(To do): A single stretch of the material below is to be transcribed exactly, starting at the line with "the dirt road." and ending after the line with "the tree trunk.".

----

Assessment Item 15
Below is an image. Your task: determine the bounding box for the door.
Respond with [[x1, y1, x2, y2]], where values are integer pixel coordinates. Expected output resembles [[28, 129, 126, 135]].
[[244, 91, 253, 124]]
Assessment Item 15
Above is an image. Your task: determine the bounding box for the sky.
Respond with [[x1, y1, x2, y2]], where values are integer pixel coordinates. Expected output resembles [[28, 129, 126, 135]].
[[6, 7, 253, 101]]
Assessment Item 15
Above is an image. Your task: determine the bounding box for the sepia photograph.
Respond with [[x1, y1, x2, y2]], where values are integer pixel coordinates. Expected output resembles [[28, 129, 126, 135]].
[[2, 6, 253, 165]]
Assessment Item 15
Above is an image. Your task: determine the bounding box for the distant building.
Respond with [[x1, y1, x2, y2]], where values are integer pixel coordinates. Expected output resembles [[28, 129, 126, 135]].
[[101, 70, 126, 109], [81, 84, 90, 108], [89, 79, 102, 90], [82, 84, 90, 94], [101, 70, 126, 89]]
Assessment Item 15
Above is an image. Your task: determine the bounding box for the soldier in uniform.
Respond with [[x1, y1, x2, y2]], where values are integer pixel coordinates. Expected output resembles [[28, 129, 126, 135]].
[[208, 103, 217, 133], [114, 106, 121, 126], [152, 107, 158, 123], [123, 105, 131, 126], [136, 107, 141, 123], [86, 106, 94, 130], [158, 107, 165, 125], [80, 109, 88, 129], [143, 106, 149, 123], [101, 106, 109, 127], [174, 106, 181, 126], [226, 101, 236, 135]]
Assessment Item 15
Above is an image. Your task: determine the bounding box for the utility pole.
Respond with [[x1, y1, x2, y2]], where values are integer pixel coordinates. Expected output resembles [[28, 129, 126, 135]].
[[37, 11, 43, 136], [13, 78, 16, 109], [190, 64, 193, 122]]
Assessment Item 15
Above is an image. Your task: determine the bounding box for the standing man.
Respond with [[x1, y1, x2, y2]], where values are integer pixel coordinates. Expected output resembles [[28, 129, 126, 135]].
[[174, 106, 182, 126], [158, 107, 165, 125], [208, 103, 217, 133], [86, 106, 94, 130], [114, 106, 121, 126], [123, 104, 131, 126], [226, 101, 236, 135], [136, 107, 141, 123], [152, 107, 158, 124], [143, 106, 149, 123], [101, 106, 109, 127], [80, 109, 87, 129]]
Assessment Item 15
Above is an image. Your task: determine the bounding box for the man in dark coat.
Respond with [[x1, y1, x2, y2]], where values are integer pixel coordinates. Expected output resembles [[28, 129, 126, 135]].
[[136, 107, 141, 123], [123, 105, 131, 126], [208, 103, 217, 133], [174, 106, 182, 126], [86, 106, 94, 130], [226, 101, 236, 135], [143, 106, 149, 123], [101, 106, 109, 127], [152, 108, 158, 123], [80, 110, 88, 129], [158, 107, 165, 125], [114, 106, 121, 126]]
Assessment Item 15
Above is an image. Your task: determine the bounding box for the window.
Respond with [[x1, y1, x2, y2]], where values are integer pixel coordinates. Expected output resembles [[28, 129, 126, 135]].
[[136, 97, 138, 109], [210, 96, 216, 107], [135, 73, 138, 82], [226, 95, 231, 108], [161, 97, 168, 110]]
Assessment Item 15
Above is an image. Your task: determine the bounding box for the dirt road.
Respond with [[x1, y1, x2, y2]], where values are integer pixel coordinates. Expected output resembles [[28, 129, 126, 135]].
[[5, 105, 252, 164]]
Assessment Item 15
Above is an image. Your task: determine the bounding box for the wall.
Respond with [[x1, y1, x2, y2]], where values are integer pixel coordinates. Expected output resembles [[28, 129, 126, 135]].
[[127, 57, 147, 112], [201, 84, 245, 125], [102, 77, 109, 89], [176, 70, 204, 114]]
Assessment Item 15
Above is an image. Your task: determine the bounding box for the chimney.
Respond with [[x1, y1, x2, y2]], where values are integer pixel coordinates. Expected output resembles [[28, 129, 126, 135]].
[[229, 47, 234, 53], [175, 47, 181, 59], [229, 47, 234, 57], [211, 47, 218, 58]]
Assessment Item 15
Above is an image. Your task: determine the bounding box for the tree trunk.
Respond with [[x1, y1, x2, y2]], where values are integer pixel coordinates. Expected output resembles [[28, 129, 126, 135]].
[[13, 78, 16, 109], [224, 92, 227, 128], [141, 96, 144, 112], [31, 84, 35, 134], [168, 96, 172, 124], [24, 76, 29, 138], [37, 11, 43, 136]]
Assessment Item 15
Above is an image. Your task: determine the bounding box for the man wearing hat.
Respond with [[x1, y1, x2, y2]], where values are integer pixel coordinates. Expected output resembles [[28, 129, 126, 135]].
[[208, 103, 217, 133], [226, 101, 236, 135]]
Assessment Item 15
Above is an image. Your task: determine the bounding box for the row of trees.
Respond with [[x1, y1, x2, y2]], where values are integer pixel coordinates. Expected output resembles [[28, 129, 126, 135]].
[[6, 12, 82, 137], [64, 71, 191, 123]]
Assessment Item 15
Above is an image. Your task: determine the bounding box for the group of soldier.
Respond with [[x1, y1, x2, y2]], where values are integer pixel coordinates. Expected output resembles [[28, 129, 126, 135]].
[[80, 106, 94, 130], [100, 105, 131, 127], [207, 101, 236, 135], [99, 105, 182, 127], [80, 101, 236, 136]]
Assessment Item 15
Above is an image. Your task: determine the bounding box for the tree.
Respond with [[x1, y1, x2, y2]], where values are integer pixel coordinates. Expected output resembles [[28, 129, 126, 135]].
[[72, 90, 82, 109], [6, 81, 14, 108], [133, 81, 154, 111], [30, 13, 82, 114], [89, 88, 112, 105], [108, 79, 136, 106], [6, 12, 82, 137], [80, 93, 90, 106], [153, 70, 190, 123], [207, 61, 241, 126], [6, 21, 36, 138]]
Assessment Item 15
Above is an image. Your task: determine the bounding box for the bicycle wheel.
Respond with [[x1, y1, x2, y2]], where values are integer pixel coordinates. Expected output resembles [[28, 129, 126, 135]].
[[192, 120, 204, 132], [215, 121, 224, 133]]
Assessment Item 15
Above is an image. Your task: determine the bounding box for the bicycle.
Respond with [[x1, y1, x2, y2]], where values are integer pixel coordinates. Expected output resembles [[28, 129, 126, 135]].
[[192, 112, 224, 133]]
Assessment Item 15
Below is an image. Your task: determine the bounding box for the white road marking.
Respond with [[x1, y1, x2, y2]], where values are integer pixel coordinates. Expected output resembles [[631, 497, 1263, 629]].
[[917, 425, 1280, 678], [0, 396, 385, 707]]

----

(Answer box):
Above is an image. Your task: determine the bounding box for the dirt road.
Respond with [[x1, y1, x2, y2]], where values are integer pixel coordinates. Expected output resembles [[28, 129, 126, 135]].
[[5, 105, 252, 164]]
Assessment Item 15
Above is an image. Your task: determine the bounding box for the wall.
Respond with [[x1, y1, x2, y2]], where values are integer pixel coordinates. Expected output resembles [[28, 129, 126, 135]].
[[127, 57, 147, 112], [201, 84, 245, 125], [102, 77, 109, 89], [176, 70, 204, 114]]
Assessment Item 15
Above is an image. Your task: determine the bounding box for the chimney.
Respond with [[x1, y1, x2, y2]], where values are integer pixel coordinates. Expected output resembles [[28, 129, 126, 135]].
[[229, 47, 234, 53], [175, 47, 181, 59], [229, 47, 234, 57], [211, 47, 218, 58]]
Assessment Item 15
Above is an image. Your task: determine the bounding box for the tree trunk.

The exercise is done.